Requirement. Print the line where "of the electrical" occurs and every line that follows it in the data below, ending with the last line, precisely as written.

---------- Information provided

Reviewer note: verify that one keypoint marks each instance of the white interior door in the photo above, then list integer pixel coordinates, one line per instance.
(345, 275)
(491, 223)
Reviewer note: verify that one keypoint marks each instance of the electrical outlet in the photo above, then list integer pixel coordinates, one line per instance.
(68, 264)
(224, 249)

--------------------

Completed task.
Reviewer note: verify that one keypoint marks each instance of the electrical outlet in the photo above, then list integer pixel coordinates, one line per instance.
(68, 264)
(224, 249)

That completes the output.